___ GIVEN ENTRIES
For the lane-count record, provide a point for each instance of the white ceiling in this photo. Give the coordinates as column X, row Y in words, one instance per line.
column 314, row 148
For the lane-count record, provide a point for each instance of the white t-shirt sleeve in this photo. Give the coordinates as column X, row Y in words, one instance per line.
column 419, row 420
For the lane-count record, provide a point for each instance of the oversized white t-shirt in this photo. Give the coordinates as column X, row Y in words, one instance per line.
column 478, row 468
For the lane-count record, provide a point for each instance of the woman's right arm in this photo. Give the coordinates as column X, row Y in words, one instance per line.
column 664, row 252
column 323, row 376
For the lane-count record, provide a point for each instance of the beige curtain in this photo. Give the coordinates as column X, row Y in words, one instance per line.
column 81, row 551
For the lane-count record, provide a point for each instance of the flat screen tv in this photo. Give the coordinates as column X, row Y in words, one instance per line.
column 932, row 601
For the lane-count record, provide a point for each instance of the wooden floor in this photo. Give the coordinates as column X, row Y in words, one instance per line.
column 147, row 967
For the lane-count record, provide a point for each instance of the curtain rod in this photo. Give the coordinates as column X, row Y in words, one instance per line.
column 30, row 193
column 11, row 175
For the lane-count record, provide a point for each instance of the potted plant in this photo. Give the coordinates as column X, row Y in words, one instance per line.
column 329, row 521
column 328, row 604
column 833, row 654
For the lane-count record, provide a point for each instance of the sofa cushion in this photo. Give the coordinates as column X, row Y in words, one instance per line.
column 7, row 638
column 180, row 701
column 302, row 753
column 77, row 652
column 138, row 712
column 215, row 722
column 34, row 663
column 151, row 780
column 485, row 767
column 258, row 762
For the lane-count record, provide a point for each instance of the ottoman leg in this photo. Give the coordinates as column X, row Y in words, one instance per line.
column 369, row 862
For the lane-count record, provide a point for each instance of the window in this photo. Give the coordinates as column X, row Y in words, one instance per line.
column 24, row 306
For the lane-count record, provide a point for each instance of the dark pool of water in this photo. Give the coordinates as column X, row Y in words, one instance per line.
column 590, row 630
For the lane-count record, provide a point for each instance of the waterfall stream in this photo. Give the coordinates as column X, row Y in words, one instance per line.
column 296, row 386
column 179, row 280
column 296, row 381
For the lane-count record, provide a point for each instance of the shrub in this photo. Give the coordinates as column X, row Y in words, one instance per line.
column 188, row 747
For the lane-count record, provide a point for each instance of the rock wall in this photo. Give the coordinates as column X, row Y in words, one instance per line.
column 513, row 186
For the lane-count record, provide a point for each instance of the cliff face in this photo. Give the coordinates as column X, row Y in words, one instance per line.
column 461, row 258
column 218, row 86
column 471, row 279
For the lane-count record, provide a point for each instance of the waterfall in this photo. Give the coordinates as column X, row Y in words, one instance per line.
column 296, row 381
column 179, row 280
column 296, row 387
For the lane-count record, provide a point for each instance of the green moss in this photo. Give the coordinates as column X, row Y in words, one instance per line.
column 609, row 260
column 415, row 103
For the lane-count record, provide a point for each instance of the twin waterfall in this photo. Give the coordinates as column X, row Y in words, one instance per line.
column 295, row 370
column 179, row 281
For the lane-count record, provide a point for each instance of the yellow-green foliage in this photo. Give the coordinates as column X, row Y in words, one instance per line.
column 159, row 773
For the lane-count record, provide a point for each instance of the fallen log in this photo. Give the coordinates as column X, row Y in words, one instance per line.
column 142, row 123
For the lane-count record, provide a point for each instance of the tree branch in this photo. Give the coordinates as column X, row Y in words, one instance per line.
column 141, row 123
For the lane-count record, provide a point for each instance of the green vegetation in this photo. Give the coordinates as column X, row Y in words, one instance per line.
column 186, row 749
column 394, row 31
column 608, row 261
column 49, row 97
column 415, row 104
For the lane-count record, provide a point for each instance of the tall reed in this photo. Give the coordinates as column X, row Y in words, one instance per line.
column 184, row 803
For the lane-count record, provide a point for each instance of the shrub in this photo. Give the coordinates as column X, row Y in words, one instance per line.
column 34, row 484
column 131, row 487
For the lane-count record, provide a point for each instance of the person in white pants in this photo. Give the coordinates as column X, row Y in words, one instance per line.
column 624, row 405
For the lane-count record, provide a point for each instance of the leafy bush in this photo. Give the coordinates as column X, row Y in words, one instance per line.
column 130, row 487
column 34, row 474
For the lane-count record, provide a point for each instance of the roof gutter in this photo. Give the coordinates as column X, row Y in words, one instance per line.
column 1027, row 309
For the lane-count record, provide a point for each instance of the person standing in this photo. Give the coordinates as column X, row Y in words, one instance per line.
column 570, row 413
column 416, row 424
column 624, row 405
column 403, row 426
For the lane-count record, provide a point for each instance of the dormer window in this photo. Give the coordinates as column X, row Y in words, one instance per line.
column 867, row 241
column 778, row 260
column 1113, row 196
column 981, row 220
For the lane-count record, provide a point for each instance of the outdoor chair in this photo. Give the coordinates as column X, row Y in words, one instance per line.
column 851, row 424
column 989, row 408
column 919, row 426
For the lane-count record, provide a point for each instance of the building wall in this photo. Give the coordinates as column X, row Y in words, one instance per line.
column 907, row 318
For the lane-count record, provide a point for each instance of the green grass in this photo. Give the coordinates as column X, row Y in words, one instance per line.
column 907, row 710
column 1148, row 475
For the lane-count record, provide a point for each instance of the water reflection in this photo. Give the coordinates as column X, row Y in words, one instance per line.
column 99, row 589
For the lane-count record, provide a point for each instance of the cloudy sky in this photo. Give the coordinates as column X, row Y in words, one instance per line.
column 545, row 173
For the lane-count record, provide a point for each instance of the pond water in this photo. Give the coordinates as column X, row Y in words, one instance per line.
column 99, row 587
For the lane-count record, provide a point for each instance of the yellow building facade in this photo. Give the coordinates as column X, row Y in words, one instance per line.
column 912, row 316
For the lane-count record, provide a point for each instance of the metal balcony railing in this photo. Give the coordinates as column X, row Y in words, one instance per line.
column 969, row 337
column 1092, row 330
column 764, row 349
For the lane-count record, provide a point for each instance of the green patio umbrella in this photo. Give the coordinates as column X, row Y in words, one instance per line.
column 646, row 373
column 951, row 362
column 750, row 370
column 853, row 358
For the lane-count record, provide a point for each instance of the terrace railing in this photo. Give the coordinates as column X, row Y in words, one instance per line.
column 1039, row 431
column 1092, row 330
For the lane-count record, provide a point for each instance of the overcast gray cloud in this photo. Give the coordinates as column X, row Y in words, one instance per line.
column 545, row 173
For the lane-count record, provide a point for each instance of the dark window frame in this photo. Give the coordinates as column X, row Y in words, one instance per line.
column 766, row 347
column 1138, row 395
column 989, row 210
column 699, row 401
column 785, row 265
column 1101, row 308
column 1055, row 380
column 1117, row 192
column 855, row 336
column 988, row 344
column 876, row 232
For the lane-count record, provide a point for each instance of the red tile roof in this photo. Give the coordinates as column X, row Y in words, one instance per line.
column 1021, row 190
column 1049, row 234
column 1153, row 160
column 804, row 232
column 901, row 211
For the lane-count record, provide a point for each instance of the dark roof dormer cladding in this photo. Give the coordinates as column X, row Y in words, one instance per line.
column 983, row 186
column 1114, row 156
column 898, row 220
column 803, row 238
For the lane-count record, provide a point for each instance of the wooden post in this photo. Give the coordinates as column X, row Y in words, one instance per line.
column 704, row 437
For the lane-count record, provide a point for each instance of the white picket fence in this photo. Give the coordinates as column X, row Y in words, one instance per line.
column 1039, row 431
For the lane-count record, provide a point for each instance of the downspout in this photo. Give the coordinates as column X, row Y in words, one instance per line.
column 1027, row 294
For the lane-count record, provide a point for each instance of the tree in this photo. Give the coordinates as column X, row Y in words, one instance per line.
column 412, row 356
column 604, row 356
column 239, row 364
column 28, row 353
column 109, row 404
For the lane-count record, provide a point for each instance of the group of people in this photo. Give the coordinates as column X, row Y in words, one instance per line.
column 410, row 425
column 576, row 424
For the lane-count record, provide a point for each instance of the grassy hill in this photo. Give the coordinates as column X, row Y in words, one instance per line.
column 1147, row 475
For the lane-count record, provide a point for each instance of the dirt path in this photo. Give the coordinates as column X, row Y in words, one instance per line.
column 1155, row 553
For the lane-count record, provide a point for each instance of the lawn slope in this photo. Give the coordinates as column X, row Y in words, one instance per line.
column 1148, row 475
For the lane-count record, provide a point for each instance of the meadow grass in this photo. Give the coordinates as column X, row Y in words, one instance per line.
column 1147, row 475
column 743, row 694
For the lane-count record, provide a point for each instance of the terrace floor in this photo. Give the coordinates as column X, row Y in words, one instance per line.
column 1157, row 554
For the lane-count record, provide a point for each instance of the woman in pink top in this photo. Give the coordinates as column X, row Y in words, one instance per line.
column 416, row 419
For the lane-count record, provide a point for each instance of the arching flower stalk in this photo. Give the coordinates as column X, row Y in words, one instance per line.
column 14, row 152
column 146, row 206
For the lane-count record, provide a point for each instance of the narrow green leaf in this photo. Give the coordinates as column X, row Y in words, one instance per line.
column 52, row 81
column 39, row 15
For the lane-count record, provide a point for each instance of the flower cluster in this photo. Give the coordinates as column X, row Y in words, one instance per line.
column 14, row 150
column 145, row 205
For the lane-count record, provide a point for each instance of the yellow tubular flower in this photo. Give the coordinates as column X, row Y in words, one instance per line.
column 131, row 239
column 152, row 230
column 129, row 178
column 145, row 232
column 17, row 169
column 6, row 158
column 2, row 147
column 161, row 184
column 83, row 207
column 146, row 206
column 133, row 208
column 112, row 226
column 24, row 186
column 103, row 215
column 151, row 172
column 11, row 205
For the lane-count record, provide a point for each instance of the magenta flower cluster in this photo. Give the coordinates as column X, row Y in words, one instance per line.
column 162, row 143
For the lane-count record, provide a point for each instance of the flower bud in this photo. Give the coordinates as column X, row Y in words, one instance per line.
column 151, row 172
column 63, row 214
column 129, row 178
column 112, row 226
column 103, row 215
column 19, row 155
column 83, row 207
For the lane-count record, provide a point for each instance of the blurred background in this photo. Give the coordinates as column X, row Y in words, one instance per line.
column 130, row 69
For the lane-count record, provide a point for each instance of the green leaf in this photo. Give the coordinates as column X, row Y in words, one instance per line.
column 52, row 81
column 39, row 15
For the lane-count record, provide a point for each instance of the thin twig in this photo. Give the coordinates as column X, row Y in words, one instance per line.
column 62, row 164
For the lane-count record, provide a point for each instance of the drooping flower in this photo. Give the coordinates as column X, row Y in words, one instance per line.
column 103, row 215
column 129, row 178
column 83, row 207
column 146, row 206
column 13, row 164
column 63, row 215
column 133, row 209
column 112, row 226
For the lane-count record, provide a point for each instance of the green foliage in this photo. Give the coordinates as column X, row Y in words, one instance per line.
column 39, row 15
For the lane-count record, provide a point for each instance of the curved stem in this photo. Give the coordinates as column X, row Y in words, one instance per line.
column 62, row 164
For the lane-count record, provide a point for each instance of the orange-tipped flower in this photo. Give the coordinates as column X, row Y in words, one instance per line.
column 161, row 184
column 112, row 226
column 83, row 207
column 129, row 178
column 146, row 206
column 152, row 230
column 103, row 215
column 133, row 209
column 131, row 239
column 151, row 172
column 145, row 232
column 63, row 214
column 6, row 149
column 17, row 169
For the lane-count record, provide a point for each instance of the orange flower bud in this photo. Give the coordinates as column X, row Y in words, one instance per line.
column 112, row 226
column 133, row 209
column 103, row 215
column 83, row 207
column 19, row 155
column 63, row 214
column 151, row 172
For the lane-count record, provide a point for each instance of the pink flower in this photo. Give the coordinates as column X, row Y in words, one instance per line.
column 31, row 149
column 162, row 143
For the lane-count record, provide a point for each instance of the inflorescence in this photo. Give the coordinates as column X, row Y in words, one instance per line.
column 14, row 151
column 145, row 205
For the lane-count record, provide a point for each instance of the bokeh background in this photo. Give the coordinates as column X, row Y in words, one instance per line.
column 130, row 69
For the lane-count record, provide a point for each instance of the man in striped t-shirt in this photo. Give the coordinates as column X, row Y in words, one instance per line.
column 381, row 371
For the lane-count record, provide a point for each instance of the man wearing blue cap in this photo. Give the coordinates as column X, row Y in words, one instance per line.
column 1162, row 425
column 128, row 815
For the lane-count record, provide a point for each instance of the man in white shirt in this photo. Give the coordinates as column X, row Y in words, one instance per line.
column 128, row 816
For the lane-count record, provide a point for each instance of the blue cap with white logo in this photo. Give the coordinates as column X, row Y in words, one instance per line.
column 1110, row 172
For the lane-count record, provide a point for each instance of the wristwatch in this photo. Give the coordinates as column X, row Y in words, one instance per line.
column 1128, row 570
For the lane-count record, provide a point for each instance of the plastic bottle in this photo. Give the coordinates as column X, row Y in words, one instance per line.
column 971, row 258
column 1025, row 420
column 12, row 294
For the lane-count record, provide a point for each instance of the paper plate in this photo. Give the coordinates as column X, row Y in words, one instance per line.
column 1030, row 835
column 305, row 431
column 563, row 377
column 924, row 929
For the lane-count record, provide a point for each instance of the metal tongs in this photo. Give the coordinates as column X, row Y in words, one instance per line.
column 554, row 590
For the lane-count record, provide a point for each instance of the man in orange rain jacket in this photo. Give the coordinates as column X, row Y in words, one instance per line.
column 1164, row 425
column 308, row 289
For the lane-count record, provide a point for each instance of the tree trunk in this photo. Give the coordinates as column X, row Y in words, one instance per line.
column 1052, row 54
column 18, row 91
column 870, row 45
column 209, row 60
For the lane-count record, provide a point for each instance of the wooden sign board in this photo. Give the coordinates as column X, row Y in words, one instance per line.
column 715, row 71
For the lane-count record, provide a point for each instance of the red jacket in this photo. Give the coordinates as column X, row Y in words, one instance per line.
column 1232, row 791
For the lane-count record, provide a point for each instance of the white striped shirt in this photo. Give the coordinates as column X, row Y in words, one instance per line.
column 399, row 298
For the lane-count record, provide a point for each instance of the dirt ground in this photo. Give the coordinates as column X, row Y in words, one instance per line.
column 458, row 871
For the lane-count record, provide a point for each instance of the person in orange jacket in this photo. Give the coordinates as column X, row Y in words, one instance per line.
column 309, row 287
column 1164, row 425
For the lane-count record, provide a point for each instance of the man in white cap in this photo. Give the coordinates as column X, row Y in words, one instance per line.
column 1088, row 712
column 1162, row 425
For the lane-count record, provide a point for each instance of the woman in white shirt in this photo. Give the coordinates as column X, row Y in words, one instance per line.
______
> _GIVEN EXERCISE_:
Update the rows between the lines holding "of the twin" and "column 142, row 123", inclusive, by replacing "fallen log" with "mossy log" and leaving everything else unchanged. Return only those lines.

> _RESULT OF THIS TASK_:
For the lane-count record, provide a point for each instance of the twin waterfall in this photo. Give the coordinates as column X, row Y in words, one instance per line.
column 295, row 370
column 179, row 281
For the lane-count record, provide a point for each instance of the yellow-green foliage in this photo. Give the coordinates as column X, row Y in words, one instance per line.
column 159, row 773
For the lane-count record, provide a point for each instance of the mossy log in this photo. Give the coordinates as column X, row Y in words, one instance per line.
column 142, row 123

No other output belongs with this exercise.